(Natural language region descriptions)
=== Begin Enclosure ===

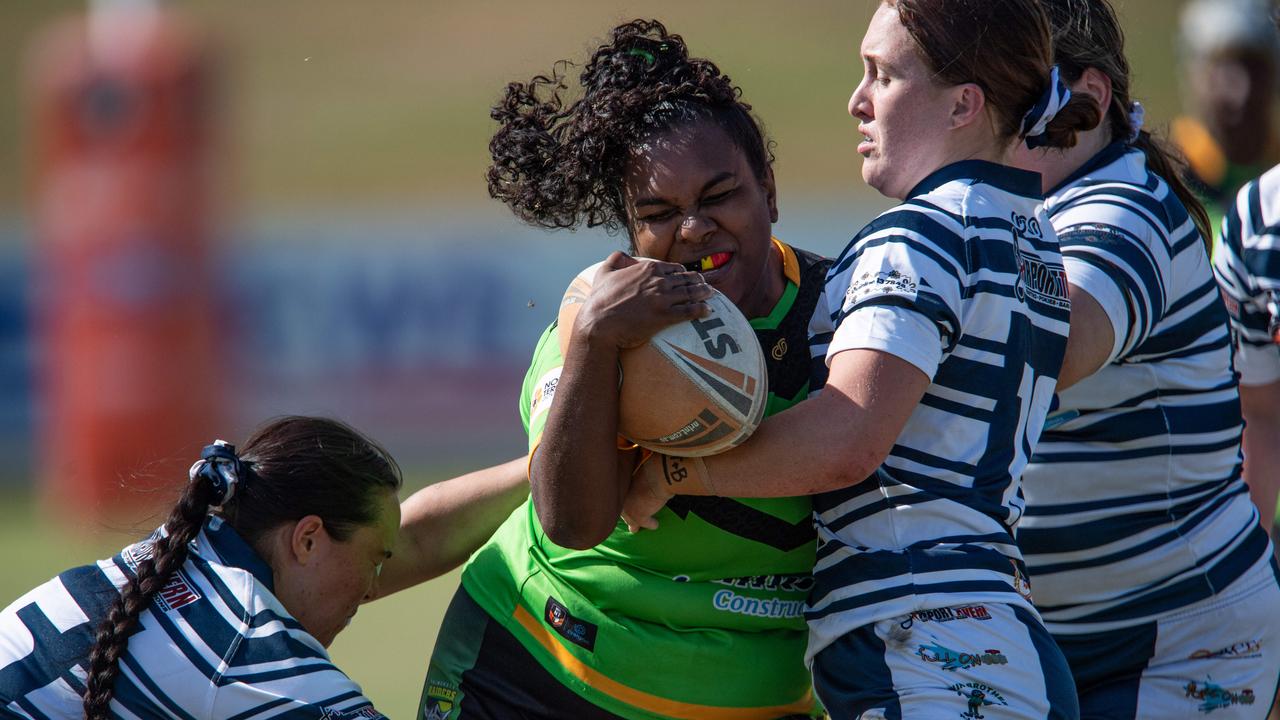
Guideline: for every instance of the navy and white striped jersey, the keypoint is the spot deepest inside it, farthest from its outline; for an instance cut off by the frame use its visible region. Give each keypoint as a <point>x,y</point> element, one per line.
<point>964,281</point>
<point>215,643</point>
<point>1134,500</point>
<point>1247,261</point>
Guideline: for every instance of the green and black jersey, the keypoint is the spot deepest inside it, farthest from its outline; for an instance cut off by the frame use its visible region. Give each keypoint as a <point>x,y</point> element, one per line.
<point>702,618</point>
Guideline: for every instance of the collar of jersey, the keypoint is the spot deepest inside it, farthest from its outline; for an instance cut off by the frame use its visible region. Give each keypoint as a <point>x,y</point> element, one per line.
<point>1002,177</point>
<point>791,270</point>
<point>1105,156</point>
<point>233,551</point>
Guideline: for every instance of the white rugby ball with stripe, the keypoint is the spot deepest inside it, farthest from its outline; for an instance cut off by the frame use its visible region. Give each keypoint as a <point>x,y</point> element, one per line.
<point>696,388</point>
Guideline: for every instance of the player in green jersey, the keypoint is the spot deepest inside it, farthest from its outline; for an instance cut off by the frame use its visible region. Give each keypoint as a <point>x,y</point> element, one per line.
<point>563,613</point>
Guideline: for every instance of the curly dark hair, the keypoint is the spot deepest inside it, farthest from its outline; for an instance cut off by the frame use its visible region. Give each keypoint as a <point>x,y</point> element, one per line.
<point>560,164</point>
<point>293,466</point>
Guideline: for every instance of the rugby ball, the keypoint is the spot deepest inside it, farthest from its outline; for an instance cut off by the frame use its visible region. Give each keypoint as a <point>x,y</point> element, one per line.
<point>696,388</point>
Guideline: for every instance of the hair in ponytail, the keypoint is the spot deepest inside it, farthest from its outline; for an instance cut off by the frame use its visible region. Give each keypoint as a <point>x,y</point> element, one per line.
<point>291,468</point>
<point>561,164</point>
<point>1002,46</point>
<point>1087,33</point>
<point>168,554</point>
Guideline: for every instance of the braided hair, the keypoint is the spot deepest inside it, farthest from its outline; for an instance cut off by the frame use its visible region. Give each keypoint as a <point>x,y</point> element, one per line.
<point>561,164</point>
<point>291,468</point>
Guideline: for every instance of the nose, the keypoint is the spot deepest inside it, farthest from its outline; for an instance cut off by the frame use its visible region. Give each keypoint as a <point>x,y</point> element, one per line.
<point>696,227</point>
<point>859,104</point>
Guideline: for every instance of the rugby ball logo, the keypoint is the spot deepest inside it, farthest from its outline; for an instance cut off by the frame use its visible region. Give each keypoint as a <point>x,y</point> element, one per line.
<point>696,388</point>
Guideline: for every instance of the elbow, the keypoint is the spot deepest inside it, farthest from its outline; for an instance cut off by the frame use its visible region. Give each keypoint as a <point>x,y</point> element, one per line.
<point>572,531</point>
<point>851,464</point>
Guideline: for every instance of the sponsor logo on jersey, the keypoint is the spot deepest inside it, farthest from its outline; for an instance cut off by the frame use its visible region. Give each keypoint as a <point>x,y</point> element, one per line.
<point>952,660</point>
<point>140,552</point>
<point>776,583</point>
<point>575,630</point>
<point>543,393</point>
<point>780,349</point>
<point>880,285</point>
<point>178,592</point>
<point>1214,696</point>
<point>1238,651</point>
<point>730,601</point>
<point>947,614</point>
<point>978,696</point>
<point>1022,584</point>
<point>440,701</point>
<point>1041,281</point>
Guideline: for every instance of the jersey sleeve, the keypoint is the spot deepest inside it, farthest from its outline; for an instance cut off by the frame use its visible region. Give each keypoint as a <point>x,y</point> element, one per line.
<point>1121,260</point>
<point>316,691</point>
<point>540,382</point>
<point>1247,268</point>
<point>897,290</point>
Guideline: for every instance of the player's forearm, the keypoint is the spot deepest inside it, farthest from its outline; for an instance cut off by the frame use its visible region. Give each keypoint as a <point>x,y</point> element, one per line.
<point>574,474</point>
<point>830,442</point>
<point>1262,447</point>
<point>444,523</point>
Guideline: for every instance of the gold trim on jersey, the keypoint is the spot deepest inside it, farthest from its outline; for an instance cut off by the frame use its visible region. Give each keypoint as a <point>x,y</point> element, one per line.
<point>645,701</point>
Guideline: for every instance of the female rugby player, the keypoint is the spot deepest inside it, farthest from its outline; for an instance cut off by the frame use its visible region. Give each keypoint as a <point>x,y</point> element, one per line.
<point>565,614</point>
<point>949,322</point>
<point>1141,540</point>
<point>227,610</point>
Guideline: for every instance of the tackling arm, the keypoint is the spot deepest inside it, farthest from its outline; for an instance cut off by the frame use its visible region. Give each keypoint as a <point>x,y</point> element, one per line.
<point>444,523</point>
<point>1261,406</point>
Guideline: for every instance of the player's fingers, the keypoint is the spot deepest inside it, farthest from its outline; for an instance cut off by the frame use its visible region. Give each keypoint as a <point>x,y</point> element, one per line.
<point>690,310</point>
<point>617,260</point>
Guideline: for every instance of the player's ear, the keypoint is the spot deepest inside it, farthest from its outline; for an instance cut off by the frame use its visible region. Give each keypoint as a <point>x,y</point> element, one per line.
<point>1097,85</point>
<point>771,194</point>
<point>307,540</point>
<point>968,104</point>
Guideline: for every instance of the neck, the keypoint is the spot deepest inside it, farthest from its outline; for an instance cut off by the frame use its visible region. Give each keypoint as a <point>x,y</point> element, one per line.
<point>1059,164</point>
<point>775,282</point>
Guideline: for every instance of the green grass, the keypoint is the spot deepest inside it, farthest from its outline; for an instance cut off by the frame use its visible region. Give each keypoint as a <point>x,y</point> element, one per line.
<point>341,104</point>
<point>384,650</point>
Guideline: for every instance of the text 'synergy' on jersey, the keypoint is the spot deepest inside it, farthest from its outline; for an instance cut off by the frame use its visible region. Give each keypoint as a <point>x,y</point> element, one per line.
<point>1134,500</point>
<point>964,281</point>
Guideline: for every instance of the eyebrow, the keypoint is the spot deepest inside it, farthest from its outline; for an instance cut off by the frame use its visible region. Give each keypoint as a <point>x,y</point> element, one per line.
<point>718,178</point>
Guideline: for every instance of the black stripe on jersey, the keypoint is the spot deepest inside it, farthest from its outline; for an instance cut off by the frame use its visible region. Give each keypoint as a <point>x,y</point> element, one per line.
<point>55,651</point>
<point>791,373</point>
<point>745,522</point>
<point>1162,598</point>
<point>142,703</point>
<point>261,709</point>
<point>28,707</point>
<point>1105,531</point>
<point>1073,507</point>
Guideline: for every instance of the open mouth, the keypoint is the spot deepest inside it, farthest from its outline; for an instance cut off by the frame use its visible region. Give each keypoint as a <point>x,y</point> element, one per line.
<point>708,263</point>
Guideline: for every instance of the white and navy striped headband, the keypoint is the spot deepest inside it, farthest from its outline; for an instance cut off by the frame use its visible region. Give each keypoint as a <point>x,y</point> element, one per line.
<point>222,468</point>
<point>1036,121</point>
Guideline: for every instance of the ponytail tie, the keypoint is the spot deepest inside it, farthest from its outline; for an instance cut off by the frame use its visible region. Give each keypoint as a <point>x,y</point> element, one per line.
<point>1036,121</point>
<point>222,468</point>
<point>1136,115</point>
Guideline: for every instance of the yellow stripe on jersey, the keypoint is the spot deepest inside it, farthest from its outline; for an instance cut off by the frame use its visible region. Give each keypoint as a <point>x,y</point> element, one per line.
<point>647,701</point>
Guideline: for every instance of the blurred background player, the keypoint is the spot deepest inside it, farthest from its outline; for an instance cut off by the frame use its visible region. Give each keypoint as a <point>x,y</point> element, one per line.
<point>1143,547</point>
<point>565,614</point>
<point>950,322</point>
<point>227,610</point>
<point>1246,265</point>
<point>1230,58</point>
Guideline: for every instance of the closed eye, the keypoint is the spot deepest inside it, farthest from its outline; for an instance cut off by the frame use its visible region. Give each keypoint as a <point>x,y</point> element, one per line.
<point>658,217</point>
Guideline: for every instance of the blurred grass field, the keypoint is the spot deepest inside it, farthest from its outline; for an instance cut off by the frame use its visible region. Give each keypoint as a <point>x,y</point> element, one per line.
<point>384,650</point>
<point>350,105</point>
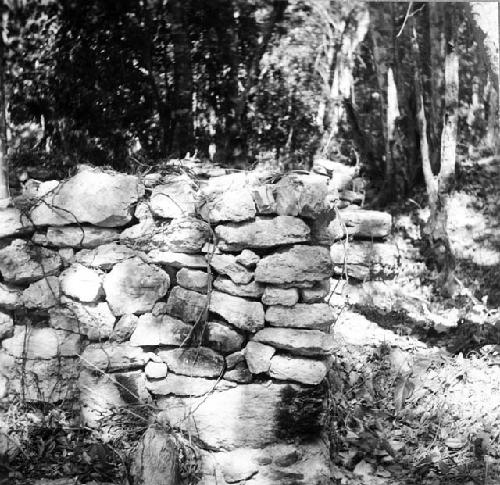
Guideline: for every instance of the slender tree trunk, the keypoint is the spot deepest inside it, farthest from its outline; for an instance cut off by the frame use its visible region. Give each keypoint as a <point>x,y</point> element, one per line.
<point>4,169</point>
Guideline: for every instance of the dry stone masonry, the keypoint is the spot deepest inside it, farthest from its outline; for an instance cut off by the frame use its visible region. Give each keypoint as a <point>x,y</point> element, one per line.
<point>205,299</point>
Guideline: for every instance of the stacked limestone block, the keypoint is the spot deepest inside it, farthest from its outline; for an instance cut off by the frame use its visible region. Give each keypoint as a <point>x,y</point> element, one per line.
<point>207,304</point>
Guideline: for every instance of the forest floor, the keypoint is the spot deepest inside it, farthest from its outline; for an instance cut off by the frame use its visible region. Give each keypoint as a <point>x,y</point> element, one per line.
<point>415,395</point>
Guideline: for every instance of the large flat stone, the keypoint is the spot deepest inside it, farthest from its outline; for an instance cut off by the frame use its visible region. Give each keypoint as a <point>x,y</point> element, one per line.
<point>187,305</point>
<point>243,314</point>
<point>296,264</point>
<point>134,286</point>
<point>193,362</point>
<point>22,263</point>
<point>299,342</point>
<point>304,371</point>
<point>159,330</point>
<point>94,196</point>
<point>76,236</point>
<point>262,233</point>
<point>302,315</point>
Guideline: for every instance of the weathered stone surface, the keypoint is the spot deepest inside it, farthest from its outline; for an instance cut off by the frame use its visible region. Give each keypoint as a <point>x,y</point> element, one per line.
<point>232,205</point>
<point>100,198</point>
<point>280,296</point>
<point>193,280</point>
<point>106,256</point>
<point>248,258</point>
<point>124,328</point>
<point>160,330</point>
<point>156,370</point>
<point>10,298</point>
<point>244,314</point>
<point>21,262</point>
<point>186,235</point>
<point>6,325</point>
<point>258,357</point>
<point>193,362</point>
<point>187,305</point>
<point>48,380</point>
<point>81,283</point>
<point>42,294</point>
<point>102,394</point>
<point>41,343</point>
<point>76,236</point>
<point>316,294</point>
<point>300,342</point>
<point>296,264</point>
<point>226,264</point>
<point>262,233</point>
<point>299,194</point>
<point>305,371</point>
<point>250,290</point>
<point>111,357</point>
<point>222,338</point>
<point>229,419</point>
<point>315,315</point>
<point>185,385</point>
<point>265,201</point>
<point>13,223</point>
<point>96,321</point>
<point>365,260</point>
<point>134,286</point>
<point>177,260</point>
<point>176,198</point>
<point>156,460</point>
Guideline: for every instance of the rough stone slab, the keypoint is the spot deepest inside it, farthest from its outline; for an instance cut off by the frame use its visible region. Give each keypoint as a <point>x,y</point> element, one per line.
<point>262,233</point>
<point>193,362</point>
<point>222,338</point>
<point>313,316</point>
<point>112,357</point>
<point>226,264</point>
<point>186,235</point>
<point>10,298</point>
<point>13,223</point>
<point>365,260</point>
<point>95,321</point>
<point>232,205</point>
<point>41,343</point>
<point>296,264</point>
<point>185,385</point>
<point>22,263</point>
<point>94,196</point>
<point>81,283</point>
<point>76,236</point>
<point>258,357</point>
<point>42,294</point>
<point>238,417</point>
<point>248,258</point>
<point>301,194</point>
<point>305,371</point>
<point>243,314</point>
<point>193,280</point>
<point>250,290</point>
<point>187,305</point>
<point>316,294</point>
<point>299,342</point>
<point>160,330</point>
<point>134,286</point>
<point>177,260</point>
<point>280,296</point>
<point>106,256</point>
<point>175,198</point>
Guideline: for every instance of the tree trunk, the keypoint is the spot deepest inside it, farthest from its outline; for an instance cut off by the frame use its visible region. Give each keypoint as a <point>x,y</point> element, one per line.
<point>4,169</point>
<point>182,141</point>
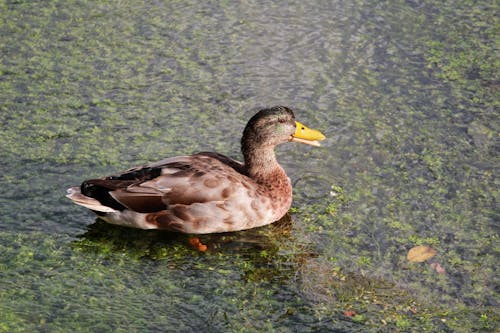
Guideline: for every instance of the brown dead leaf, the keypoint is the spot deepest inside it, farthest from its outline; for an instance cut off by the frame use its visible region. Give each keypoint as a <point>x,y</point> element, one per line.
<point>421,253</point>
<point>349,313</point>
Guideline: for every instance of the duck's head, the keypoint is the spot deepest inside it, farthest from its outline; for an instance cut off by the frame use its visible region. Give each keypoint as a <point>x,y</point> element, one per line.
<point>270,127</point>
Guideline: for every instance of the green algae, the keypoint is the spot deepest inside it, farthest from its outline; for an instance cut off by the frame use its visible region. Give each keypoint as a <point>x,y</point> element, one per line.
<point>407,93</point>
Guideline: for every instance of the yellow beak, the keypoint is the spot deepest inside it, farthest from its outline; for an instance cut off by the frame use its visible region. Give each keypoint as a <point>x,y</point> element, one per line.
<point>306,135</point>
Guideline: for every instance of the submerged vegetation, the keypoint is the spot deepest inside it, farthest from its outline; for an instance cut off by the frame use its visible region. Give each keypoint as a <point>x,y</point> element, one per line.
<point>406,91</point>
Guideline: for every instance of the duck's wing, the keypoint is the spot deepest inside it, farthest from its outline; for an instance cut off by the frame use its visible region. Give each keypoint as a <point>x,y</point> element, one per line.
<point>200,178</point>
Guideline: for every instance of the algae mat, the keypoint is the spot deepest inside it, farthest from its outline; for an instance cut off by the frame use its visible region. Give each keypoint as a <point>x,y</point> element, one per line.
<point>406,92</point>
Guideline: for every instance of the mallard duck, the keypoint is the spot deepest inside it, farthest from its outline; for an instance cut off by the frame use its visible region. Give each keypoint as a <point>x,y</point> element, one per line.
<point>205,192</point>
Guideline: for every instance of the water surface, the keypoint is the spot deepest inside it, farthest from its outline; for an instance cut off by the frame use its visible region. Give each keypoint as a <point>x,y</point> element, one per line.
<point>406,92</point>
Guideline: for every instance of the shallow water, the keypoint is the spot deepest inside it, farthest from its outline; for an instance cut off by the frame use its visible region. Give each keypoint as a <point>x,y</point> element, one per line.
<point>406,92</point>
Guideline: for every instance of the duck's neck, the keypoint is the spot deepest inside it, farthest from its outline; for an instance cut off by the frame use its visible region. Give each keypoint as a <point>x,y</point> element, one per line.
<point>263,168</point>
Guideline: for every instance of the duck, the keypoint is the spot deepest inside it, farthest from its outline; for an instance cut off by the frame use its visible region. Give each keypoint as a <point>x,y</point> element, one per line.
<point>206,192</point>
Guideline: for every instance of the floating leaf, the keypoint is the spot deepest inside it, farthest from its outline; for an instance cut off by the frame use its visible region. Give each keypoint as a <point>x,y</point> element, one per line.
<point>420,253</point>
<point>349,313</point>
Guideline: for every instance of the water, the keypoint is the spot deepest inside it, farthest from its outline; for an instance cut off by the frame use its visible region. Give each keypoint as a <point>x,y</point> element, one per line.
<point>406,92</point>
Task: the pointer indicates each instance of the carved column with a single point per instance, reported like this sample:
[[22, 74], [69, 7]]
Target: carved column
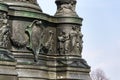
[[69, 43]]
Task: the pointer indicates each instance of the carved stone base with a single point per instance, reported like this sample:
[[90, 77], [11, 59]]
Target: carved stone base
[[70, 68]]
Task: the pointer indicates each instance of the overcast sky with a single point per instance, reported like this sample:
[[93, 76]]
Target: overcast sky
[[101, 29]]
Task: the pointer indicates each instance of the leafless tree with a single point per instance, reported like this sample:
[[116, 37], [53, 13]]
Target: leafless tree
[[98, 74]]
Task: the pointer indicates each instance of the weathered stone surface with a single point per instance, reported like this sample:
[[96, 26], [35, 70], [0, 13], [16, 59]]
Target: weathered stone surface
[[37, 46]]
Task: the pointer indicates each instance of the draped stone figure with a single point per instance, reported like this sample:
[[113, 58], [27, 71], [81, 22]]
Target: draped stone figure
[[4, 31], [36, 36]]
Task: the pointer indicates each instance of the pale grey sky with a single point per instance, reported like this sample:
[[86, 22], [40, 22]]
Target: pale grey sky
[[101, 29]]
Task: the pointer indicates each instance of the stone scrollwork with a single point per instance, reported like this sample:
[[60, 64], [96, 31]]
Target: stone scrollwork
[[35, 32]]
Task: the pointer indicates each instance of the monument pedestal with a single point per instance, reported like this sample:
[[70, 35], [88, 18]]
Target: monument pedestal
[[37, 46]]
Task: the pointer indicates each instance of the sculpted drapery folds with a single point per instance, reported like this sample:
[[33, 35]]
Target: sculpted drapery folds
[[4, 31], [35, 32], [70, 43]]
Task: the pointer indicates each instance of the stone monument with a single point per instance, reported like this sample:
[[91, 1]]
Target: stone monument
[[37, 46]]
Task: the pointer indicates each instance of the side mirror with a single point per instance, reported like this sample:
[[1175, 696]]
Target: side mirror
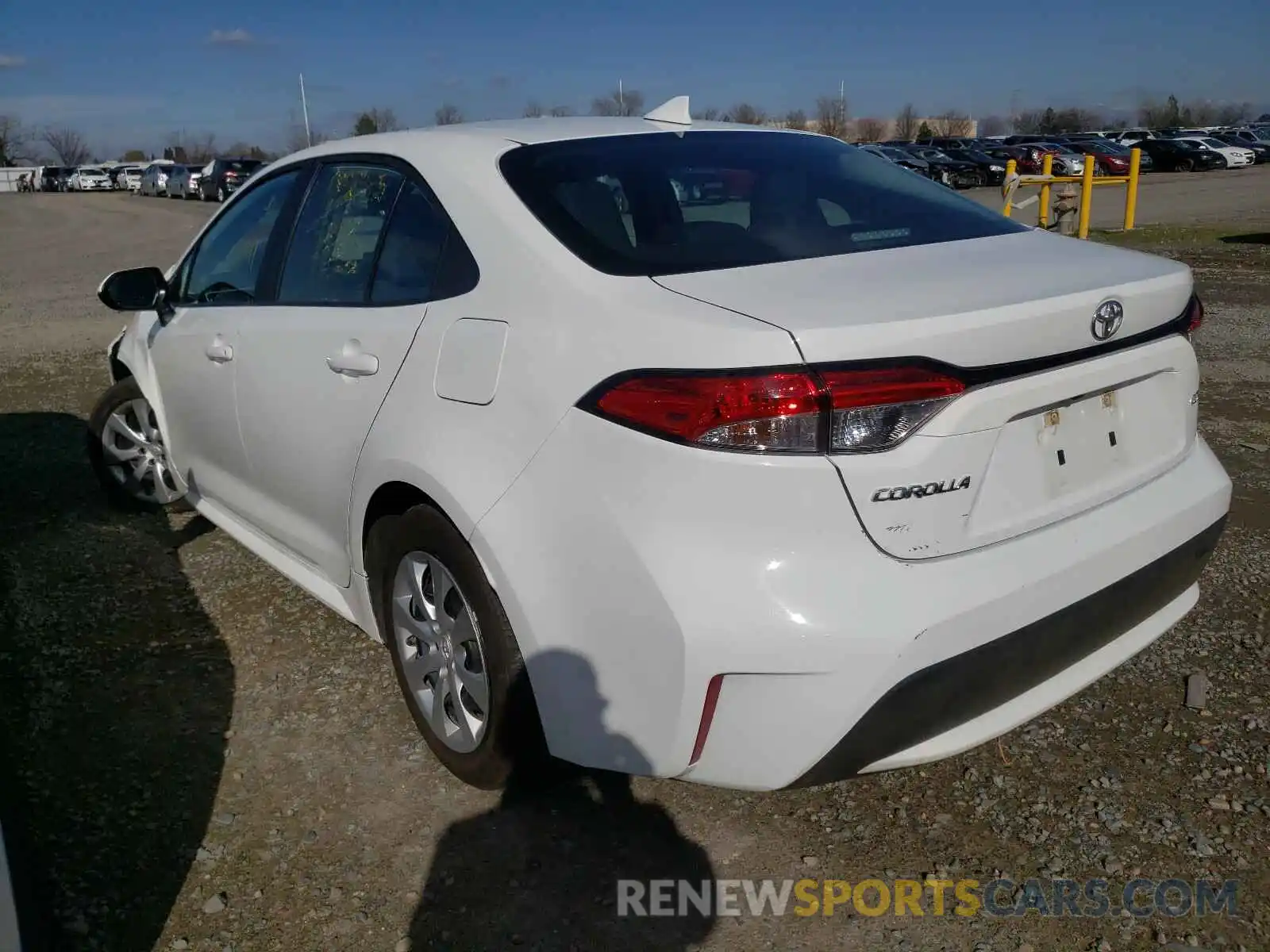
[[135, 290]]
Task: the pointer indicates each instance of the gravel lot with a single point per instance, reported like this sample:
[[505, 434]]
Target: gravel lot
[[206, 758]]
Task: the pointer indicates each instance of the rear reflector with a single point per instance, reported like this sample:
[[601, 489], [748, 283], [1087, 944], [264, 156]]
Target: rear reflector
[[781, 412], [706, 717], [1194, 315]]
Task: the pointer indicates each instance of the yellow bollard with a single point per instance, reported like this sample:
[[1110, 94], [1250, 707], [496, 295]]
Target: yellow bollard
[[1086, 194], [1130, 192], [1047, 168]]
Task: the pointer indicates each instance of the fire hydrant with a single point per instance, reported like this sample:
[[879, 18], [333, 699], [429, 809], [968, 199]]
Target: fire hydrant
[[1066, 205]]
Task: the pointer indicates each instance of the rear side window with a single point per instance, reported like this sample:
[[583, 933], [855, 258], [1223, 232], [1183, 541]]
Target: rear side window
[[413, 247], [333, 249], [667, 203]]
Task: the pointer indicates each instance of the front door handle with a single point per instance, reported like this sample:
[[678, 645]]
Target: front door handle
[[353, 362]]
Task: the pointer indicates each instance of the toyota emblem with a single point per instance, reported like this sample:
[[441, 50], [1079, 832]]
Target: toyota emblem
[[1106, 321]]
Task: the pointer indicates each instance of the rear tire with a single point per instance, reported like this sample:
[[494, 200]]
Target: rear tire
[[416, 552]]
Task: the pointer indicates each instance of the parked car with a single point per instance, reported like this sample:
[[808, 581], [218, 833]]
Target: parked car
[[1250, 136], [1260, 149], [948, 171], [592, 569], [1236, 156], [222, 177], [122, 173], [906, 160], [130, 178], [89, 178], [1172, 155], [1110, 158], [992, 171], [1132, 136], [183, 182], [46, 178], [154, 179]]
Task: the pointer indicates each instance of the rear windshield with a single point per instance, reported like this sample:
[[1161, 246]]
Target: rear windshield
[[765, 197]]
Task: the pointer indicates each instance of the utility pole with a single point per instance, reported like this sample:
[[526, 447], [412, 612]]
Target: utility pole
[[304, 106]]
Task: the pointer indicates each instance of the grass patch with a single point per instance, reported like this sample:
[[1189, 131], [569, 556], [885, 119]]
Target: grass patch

=== End Enclosure ===

### Exercise
Could you copy exactly the line containing "Target: front door handle" and each line after it through the end of the records, and nothing else?

### Your response
Target: front door handle
[[353, 362]]
Task: the pointer indicates each instance of the toyota emblem with a single point per instance, reported like this sample:
[[441, 50], [1079, 832]]
Target: toyota emblem
[[1106, 321]]
Task: the pointer indicates each instance of the rear tire with a single point per instance, reported like this sample:
[[494, 200]]
Target: rear tire
[[416, 552]]
Task: the pointer indicates each instance of the parked car with a single point per instance, reported like this sample:
[[808, 581], [218, 833]]
Target: parked car
[[1250, 136], [1260, 149], [948, 171], [592, 569], [1236, 156], [222, 177], [122, 173], [906, 160], [130, 178], [89, 178], [1172, 155], [1110, 158], [992, 171], [1132, 136], [183, 182], [46, 178], [154, 179]]
Task: the pointer indicates each instance of the rear windshield with a single point per instance, reported like this sample:
[[1161, 246]]
Target: rear windshield
[[765, 197]]
Task: the pointer indicates each instance of the utility pole with a single point per instance, reported like this sample:
[[526, 447], [412, 612]]
Target: utility pole
[[304, 106]]
Task: the pointer indicates each instance of the grass patch with a single point per instance, reported like this sample:
[[1189, 131], [569, 556], [885, 119]]
Target: grass patch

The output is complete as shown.